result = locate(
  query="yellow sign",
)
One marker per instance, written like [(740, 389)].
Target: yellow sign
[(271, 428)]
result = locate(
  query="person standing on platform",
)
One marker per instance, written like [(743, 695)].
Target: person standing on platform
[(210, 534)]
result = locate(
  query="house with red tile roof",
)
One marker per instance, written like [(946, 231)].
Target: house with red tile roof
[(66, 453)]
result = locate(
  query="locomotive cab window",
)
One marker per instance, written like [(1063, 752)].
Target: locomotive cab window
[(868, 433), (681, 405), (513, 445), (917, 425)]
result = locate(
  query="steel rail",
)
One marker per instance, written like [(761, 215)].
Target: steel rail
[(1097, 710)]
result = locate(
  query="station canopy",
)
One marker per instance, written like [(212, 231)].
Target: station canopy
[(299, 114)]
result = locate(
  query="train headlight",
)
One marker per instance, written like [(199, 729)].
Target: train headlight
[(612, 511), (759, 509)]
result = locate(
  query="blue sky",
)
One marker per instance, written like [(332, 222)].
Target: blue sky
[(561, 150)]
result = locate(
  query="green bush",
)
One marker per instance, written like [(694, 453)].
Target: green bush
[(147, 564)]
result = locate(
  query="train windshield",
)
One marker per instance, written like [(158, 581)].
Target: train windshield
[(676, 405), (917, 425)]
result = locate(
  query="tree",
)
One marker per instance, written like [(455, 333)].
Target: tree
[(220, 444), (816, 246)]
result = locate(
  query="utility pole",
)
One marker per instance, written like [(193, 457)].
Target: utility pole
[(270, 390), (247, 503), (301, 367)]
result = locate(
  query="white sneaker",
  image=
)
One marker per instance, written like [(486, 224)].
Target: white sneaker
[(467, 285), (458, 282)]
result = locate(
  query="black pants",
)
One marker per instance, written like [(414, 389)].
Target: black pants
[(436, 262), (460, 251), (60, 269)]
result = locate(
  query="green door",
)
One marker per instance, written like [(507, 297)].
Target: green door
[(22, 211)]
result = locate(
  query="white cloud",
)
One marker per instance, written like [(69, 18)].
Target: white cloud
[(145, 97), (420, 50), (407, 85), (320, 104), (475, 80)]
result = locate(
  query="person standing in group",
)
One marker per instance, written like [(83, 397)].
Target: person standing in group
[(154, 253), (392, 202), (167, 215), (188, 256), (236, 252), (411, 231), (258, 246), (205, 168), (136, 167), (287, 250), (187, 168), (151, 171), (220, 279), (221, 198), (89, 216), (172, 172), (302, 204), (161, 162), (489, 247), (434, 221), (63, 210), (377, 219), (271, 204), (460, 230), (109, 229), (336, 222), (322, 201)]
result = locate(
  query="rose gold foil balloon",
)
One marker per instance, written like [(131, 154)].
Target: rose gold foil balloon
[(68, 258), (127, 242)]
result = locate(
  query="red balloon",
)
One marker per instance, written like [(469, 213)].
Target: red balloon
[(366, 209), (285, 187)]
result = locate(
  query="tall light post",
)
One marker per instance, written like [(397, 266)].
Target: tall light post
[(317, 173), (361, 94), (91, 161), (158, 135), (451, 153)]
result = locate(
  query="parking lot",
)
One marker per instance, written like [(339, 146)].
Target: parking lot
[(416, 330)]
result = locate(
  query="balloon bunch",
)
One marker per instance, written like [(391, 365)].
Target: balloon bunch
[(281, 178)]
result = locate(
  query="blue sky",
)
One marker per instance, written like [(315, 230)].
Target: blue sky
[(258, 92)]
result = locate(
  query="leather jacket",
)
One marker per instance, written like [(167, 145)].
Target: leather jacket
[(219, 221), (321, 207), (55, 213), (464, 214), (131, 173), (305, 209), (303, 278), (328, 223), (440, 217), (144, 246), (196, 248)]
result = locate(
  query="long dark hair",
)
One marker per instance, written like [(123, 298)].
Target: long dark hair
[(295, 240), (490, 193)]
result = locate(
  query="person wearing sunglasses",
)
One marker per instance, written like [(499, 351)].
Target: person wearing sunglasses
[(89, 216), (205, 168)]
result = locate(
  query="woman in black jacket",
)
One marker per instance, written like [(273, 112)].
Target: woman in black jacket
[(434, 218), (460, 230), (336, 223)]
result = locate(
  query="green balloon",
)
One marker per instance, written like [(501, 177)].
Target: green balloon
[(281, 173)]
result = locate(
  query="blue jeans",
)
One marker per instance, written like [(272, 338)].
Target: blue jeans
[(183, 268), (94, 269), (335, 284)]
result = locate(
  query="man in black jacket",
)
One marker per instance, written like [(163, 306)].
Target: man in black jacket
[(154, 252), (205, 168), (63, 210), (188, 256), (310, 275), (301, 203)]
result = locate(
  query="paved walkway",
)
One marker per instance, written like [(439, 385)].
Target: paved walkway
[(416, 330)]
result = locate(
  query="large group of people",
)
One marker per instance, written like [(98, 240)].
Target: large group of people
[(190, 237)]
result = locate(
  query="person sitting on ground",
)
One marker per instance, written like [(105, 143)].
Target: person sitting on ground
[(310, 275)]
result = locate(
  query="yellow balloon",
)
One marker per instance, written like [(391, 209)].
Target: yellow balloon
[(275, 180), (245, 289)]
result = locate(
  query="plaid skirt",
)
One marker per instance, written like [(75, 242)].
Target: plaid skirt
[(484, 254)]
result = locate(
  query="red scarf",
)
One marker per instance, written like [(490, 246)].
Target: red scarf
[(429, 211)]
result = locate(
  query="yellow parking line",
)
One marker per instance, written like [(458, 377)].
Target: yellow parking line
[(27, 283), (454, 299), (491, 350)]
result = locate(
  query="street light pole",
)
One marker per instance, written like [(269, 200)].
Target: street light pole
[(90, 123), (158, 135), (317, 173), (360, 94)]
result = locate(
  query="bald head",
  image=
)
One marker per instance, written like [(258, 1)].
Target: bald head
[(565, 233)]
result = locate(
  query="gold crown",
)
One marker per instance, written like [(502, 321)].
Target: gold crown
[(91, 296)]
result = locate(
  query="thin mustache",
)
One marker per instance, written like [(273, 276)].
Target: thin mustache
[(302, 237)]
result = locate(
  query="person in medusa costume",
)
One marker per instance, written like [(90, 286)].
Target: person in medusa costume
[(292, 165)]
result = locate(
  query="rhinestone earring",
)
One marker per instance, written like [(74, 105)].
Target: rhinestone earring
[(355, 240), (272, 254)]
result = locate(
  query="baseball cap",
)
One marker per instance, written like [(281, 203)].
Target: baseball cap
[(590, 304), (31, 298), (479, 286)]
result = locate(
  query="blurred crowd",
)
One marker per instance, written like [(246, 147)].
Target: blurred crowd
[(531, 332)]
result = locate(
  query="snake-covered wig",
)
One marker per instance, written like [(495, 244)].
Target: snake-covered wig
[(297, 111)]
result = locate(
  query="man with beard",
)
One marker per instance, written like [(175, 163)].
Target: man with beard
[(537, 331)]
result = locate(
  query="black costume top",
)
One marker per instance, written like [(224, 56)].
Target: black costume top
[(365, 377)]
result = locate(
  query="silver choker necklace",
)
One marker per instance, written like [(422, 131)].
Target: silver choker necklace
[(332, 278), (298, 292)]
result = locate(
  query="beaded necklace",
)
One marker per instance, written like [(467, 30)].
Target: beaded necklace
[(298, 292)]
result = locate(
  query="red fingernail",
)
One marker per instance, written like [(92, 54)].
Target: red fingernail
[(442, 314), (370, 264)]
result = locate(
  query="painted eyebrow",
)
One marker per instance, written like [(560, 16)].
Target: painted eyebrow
- - - - - - -
### 課題
項目の最初の行から「[(147, 564)]」を含む行までを、両端の行も含めて、依頼の部分ごとすべて書き直してください。その際、答えにある座標の数字だけを0.5倍し、四捨五入して整数にしてください（依頼文や書き方の例の数字はそのままです）。

### 練習の答え
result = locate(
  query="yellow sign",
)
One marker per instance, written like [(740, 389)].
Target: yellow sign
[(136, 214)]
result = locate(
  query="person standing on platform",
)
One marker per instance, written like [(743, 695)].
Target: person standing on platform
[(105, 267)]
result = locate(
  query="house with red tile roof",
)
One marker per instance, written like [(946, 231)].
Target: house with red tile roof
[(33, 227)]
result = locate(
  query="locomotive cab window",
)
One marker per instance, written like [(1063, 752)].
Target: locomotive cab window
[(434, 217), (341, 203), (257, 223), (459, 213)]
result = locate(
  query="steel rail",
)
One marker per instance, written like [(761, 215)].
Target: steel rail
[(549, 355)]
result = locate(
  query="station canopy",
)
One marker per instance, written like [(212, 231)].
Target: station canopy
[(150, 57)]
result = locate(
  query="train headlight",
)
One marker per instance, written like [(199, 729)].
Target: train headlight
[(306, 256), (380, 255)]
result = locate(
  query="blue sky",
)
One marker per instance, written like [(332, 222)].
Target: blue sky
[(281, 75)]
result = locate(
  query="green bush",
)
One marker per instance, written like [(694, 453)].
Target: green bush
[(74, 282)]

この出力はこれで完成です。